::: RECORDS PROVIDED :::
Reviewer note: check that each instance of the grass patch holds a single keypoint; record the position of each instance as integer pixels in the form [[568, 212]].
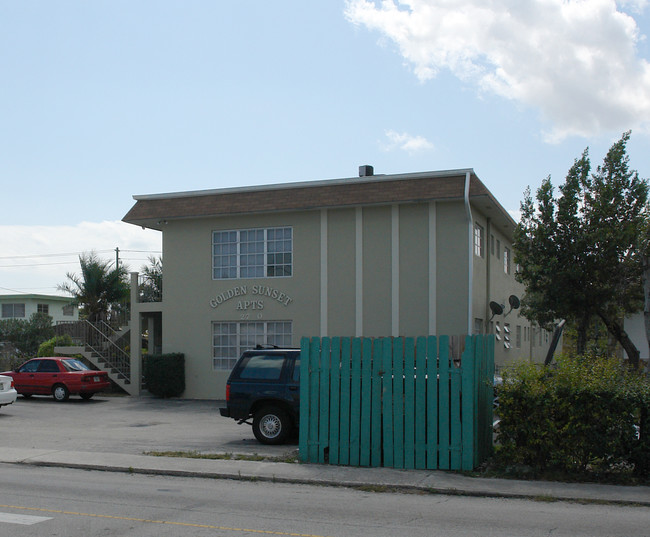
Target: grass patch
[[289, 457]]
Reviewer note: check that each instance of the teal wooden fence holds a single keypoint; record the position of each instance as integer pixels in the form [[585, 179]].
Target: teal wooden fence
[[396, 402]]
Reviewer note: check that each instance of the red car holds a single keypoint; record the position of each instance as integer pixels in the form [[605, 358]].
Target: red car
[[58, 377]]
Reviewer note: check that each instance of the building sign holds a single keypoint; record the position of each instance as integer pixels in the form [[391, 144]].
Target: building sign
[[251, 297]]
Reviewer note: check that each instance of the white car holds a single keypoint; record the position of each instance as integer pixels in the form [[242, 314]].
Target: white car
[[7, 392]]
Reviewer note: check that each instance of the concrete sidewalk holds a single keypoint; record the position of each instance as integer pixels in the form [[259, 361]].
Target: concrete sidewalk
[[373, 478]]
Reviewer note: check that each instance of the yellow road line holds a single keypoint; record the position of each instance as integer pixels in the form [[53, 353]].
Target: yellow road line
[[169, 522]]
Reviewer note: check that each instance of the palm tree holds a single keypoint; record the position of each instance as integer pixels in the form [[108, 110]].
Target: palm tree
[[100, 290]]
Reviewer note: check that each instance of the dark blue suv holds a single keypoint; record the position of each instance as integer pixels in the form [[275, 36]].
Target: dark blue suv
[[265, 385]]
:::
GIVEN PROBLEM — Add 124 to each keypoint coordinate in the answers of the entries, from the line containing "Reviewer note: check that each instance of the teal" through the line containing "[[58, 377]]", both included. Rewrite every line of that part in full, leaving the sample coordinates in the reviewer notes unchanged.

ANSWER TO THE TASK —
Reviewer note: check that each instance of the teal wooden fence holds a single keypoint; record the position of each instance as integer pixels in the form [[585, 179]].
Target: teal wooden fence
[[520, 526]]
Reviewer note: check that each instance of the red car holds a single keypoint; record the position of each instance as integer pixels in the form [[605, 358]].
Target: red car
[[182, 501]]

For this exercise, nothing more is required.